• INSTRUCTIONS FOR THE TASK: Restate, word for word, every line of the data.

****************************************

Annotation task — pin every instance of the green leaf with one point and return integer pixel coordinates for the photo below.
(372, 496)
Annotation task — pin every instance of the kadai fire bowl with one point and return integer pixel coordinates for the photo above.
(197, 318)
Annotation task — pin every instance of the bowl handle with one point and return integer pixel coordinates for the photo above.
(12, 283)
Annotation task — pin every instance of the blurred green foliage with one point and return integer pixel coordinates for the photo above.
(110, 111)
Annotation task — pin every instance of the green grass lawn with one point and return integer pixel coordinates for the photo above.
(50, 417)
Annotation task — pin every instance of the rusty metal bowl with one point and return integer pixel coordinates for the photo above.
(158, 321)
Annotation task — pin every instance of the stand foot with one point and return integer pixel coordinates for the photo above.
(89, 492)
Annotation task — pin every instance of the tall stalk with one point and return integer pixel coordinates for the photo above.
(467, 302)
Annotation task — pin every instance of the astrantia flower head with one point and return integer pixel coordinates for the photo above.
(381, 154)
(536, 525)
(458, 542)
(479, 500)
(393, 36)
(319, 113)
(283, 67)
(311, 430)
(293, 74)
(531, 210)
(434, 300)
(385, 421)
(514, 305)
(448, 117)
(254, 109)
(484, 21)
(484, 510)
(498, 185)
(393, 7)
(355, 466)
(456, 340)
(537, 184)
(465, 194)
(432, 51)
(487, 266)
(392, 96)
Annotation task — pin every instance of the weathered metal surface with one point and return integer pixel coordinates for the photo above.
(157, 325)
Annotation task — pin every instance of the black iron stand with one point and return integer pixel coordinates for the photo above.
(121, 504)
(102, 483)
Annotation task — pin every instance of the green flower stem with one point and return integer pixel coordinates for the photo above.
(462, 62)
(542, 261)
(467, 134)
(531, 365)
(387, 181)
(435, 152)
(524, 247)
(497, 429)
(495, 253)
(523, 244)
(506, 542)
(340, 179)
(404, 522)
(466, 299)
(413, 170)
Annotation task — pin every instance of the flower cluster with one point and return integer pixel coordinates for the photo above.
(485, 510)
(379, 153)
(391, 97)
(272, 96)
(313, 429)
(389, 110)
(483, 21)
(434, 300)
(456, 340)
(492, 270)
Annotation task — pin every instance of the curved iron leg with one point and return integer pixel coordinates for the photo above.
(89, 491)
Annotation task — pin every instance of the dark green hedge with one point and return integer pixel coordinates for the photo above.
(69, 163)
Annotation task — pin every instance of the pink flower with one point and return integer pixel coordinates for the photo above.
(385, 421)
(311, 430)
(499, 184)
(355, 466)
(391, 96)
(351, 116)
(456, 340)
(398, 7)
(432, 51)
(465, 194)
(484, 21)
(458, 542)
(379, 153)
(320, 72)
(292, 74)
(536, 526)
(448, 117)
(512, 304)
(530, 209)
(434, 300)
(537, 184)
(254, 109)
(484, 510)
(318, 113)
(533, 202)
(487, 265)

****************************************

• RESULT OF THIS EXERCISE:
Annotation task — pin every instance of the green leaf with one point and return integer pixel coordinates for the photo below.
(372, 496)
Annotation task — pin every instance of the kadai fire bowl with one point and return integer pixel coordinates for the photo above.
(197, 318)
Annotation task — pin every instance of the bowl handle with one point and return integer pixel coordinates for the photo above.
(12, 283)
Annotation task — pin every instance of the blurred green foliage with one point and return integer pixel coordinates for the photo above.
(110, 111)
Annotation task — pin every instance of the green grass lawn with one point and return integer pixel coordinates for the photo above.
(50, 417)
Annotation task — pin every instance of the rusty metal bowl with one point and return integer pixel coordinates for the photo above.
(158, 321)
Annotation task — pin every instance of the stand foot with one point and return integer pixel coordinates for the photo above.
(89, 492)
Annotation task — pin every instance of the tall stalk with one point and return integer pixel coordinates for the photo above.
(467, 302)
Annotation task — pin every instance of the astrantia flower head with one point and return integer pixel coordinates for the photo above.
(381, 154)
(536, 525)
(458, 542)
(479, 500)
(393, 36)
(319, 113)
(283, 67)
(311, 430)
(293, 74)
(531, 210)
(434, 300)
(385, 421)
(514, 305)
(448, 117)
(254, 109)
(484, 21)
(484, 510)
(498, 185)
(393, 7)
(355, 466)
(456, 340)
(537, 184)
(465, 194)
(432, 51)
(487, 266)
(392, 96)
Annotation task — pin every instance of the weathered metal surface with one point and return integer pixel coordinates for the photo above.
(157, 325)
Annotation task — pin every instance of the black iron stand with one point and return integer pixel coordinates for the photo above.
(121, 504)
(102, 483)
Annotation task — pin every instance of the green flower stem with one point and return integer pixel coordinates for the photo above.
(462, 62)
(542, 261)
(467, 134)
(531, 365)
(387, 181)
(435, 152)
(524, 247)
(497, 429)
(495, 253)
(523, 244)
(506, 542)
(340, 179)
(404, 522)
(466, 299)
(413, 170)
Annotation task — pin every instance of the flower cluster with one point and return integer pixel coordinates for the photo above.
(485, 510)
(379, 153)
(391, 97)
(272, 96)
(313, 429)
(389, 110)
(483, 21)
(434, 300)
(456, 340)
(492, 270)
Annotation task — pin every instance of the curved iron leg with one point and return integer pixel coordinates for the photo above.
(89, 491)
Annotation task — pin every instance of the dark green hedge with one point and return integer pixel coordinates for the photo above.
(69, 163)
Annotation task — pin every instance of the pink flower with one point and return integer pixel coordinates for the photo above.
(385, 421)
(311, 430)
(499, 184)
(355, 466)
(391, 96)
(351, 116)
(456, 340)
(398, 7)
(432, 51)
(465, 194)
(484, 21)
(458, 542)
(379, 153)
(320, 72)
(292, 74)
(536, 526)
(448, 117)
(512, 304)
(530, 209)
(434, 300)
(537, 184)
(254, 109)
(484, 510)
(318, 113)
(533, 202)
(487, 265)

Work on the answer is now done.